» Sayfa alıntısı:
○ ○ ○

Sen Türk müsün, yoksa Yahudi mi?

Eddi ANTER Köşe Yazısı
9 Haziran 2010 Çarşamba

Olaylar sıcağı sıcağına yaşanırken ateşe körükle gidilmez der büyüklerimiz... Bekle ve bak ne olacak. Bir bildikleri vardır elbet. Geçen hafta pazartesi sabahı yaşanan olayla ilgili olarak ilk tepkim korkmak oldu. Neden, niye ve niçinini bulmam tam bir günümü aldı.

Hayat ne kadar da enteresan. Aynı olayı izleyen yüzlerce, binlerce, hatta milyonlarca kişi, aile, gurup, parti ve milletler farklı şekilde bakabiliyor. Bu olay da diğer cereyan eden tüm olaylar gibi bize kendi içimizi yansıtıyor. İçinde korku olanı korkutuyor, içinde savaşanı savaştırıyor, içinde huzur olanı barışçıl çözüm üretmeye zorluyor, haksızlığa uğramış kişileri de hak aramaya itiyor... Kimisi de duyarsız kalıyor çünkü kendisini olayın dışında tutuyor. Ya hafızasında bu tip bir olayla ilgili örneği yok veya tanık olmadığından taraf da olmak zorunda hissetmiyor kendini.

Hepimizin aynı şeye bakıp onu farklı görmesi kendi iç dünyamızdan kaynaklanıyor. Bu yüzden hepimiz hayatı değişik bir şekilde yaşıyoruz. Her birimizin seyrettiği film değişik çünkü hepimiz farklı birer yönetmeniz.

Tüm çocukluğum ve de gençliğim “sen Türk müsün yoksa Yahudi mi” sorusuna cevap aramakla geçti. Bugün cevabım belli fakat karşımdakileri inandırmam zor. İnanmak istemediklerinden olmalı.

Geçtiğimiz aylarda bir anket düzenlenmiş ve katılımcılara basit bir soru yöneltilmişti. “Yahudi bir komşunuz olmasını ister miydiniz?”  %42’lik bir kesim “Hayır” diye yanıt verirken yaşadığımız toplumun %90’ına yakın bir kısmı ne bir Yahudi görmüş ne de tanımıştır diye cevaplamıştı.

13 Mayıs 2010 tarihinde Resmi Gazete’de azınlıkların Türkiye Cumhuriyeti vatandaşı olduğu vurgulandı.  Peki, 48 senedir ben kimdim, neydim ki? İşin ilginç yanı dünyanın her yerinde Türk olarak bilinip yaşamış olmama rağmen kendi topraklarımda sadece ‘Yahudi’ olarak görülmüşüm.

Kaçımız İsrailli bir Yahudi tanımıştır? Kaçımız Filistinli bir Arapla aynı sofrada oturmuştur acaba? Kaçımız eline silah almıştır? Kaç tanemiz savaşa gitmiştir? Kimler birisini bir amaç, hedef, politik ideoloji uğruna öldürmek zorunda kalmıştır? Bilmiyorum. Bilmek de istemiyorum. Bugün gördüğüm kin, kızgınlık, intikam, korku ve nefretin çok bulaşıcı olduğudur. Yazık ki sevgi, güven, huzur, uyum, birlik, hoşgörü, inanç ve paylaşım kelimeleri sözlükteki yerlerinden öteye gidemiyorlar. Olumsuz düşüncenin gücü kuvvetlendikçe onunla beraber yaşamakta zorlaşıyor.

○ ○ ○

[Mekânsal işaretleme kayıtları]
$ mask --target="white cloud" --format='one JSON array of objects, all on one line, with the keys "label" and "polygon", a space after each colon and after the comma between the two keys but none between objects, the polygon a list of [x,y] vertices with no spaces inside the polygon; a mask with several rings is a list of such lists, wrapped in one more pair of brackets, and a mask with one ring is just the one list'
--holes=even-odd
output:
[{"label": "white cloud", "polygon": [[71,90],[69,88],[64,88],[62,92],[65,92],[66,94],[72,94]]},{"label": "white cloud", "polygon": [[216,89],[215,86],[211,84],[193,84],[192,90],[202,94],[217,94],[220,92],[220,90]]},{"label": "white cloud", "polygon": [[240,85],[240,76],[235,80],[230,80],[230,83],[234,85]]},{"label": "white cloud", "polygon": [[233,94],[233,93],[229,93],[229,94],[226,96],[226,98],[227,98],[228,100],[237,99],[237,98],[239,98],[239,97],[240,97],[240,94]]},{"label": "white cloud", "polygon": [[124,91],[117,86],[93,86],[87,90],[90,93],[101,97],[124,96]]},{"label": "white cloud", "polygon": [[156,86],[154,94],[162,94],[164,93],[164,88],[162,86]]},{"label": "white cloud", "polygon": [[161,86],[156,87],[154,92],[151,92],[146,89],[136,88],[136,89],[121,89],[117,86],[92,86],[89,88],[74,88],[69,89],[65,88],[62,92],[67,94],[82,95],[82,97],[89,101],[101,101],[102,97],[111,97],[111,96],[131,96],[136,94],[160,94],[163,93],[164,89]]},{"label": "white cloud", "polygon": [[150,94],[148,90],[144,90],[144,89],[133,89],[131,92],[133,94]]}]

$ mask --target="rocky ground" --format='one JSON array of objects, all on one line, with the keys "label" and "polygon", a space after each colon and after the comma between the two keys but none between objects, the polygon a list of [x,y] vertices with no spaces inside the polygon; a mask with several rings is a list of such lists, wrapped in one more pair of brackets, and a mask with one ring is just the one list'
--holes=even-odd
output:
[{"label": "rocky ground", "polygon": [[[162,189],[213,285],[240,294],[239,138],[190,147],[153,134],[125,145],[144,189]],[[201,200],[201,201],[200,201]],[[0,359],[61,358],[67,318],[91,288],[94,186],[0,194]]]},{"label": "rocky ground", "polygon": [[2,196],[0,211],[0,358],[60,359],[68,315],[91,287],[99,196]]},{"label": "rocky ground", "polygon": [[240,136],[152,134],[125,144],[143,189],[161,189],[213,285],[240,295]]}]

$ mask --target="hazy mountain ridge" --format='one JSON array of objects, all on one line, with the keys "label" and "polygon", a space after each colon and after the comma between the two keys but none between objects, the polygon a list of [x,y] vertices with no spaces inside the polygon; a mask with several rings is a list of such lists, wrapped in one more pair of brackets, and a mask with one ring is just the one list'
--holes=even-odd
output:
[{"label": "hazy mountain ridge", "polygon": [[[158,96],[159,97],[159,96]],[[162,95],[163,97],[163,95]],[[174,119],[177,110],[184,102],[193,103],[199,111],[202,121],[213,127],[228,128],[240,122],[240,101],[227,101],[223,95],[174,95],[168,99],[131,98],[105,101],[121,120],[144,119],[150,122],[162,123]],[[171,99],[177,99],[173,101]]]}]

○ ○ ○

» Yapılacak iş:
Köşe yazısında belirtilenlere göre yanıtlayın:
(a) Yazıya göre her birimiz farklı birer ne olduğumuz için seyrettiğimiz film değişik?
(b) Ankette "Yahudi bir komşunuz olmasını ister miydiniz?" sorusuna "Hayır" diyenlerin oranı yüzde kaçtır?
(c) Resmi Gazete'de azınlıkların Türkiye Cumhuriyeti vatandaşı olduğu hangi tarihte vurgulandı?
Kayıtların bu alıştırmayla hiçbir ilgisi yoktur.

» Alıştırma yanıtı:
(a) Yönetmen.
(b) %42.
(c) 13 Mayıs 2010.